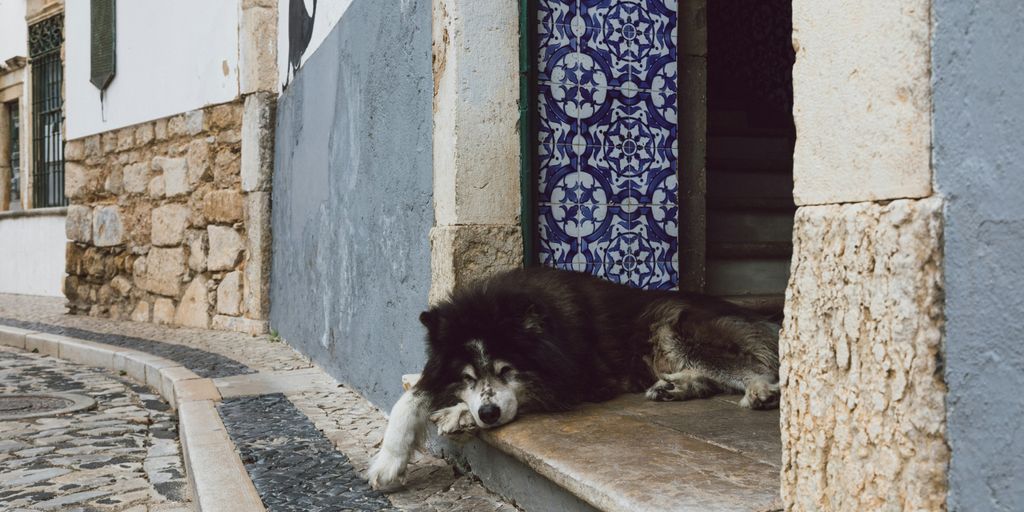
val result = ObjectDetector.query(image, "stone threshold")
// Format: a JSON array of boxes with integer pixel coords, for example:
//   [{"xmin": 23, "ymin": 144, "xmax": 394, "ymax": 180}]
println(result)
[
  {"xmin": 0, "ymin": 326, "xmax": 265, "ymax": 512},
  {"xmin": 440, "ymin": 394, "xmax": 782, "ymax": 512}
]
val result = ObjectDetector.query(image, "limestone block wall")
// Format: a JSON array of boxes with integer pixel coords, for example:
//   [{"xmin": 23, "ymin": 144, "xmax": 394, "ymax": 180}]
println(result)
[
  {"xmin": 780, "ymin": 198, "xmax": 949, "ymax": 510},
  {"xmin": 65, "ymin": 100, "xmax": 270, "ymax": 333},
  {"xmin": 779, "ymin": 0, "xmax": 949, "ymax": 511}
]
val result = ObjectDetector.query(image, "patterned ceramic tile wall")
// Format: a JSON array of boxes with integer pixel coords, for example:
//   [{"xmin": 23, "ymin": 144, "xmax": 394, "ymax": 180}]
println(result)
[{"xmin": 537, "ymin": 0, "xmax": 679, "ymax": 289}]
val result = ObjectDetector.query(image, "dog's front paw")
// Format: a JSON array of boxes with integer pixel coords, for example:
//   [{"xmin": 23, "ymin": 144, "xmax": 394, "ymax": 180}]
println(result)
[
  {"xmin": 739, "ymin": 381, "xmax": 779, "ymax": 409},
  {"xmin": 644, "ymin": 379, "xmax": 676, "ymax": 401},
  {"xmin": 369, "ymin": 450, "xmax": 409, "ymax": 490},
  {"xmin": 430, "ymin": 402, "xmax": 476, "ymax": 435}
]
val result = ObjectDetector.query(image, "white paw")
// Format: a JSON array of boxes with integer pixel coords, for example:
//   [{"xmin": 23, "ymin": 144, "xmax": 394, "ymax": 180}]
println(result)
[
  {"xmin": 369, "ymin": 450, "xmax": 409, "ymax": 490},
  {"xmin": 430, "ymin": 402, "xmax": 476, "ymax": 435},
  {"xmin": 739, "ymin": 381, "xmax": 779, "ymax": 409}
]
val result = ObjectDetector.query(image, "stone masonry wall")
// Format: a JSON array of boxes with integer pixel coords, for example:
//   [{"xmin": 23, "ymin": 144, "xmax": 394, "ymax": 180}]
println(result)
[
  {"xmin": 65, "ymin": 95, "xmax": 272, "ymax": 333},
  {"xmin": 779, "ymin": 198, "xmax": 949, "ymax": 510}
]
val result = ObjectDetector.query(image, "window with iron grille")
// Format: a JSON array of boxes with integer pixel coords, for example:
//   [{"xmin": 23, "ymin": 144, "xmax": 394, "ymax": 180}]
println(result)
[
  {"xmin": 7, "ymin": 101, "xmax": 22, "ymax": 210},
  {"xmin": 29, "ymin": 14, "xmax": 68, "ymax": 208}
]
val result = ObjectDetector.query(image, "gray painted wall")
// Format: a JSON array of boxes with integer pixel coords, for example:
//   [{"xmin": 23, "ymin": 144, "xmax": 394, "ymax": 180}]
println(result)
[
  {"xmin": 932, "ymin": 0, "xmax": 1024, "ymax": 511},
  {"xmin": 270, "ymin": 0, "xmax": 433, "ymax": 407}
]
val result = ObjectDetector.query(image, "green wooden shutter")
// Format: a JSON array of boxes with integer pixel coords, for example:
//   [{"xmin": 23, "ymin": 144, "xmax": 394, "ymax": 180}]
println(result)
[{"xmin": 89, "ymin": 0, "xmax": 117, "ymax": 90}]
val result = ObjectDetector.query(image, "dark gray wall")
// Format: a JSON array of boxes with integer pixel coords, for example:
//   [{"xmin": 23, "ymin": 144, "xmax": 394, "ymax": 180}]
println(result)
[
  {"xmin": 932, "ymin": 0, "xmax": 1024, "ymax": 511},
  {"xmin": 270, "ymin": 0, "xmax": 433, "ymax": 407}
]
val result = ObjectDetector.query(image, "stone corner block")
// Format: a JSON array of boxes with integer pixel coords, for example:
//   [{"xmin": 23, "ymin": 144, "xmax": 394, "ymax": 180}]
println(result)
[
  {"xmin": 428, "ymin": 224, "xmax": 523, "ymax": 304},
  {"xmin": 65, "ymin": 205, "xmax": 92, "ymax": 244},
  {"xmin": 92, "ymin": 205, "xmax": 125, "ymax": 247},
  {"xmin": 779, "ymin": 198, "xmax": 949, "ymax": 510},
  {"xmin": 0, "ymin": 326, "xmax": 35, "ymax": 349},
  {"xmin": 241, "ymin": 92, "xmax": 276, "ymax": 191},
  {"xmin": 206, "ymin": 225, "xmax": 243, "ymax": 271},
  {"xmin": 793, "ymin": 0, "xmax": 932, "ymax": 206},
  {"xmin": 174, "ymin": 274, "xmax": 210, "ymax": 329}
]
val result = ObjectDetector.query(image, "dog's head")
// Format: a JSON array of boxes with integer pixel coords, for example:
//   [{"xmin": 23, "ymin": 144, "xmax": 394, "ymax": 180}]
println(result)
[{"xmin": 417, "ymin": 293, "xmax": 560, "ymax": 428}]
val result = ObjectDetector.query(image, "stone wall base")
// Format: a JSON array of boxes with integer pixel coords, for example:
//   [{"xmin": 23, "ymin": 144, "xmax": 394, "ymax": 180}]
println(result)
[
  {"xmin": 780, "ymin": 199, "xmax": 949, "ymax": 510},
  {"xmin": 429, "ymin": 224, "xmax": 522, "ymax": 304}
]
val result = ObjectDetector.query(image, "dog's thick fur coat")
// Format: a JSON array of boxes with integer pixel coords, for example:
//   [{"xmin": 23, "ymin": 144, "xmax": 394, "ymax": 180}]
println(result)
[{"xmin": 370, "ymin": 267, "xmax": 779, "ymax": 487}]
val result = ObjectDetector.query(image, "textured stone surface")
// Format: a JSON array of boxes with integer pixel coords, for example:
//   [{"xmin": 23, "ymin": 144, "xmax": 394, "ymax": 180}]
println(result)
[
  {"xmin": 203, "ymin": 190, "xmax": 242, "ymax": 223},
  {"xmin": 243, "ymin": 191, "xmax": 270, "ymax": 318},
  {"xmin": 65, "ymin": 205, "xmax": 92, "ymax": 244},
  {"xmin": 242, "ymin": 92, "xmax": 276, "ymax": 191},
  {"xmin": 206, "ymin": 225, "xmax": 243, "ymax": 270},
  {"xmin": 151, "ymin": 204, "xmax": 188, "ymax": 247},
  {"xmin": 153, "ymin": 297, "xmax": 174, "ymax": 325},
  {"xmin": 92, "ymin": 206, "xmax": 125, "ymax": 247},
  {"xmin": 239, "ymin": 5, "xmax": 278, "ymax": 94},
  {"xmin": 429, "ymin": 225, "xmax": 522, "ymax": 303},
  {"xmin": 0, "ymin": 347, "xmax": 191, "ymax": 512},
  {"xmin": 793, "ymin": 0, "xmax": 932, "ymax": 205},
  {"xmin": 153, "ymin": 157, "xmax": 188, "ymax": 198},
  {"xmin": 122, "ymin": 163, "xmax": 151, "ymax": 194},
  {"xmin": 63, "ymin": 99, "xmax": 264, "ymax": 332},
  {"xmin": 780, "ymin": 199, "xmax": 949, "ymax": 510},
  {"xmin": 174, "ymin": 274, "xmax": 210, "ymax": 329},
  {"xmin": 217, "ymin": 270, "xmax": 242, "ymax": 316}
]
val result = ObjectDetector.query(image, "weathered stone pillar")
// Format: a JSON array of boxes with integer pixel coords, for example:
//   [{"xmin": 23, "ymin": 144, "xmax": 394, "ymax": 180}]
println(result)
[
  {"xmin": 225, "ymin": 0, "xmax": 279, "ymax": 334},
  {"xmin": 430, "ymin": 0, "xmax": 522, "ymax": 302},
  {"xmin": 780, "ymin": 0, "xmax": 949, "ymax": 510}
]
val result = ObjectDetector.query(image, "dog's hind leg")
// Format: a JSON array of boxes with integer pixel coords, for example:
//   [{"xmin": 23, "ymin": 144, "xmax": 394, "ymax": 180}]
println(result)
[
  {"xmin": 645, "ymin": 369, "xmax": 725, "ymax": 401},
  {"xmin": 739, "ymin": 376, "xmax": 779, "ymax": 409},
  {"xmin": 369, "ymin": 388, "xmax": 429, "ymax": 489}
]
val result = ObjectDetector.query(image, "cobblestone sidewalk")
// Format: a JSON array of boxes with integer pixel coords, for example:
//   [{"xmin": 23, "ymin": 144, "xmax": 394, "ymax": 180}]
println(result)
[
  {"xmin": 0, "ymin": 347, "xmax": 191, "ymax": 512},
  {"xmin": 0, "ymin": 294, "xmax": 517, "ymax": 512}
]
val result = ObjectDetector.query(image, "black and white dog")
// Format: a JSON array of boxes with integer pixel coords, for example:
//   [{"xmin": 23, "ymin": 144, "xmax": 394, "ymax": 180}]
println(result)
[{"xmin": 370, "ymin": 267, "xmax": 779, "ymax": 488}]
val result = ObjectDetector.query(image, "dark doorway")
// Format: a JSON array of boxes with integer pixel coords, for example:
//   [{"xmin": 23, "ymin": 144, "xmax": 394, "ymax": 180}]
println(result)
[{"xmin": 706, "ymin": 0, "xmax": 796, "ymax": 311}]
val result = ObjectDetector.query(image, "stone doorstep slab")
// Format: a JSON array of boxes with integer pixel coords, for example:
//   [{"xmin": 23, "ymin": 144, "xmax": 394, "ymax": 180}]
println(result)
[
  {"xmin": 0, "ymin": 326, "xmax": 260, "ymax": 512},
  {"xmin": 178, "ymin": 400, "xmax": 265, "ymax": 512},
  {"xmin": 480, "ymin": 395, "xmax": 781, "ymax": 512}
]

════

STATED GOAL: Return every line of the listing above that contains the word "white". Case counts, so match capital and lowercase letters exactly.

TASK SOLUTION:
val result = ObjectDetector.query(image, "white paw")
val result = ObjectDetector.query(image, "black and white dog")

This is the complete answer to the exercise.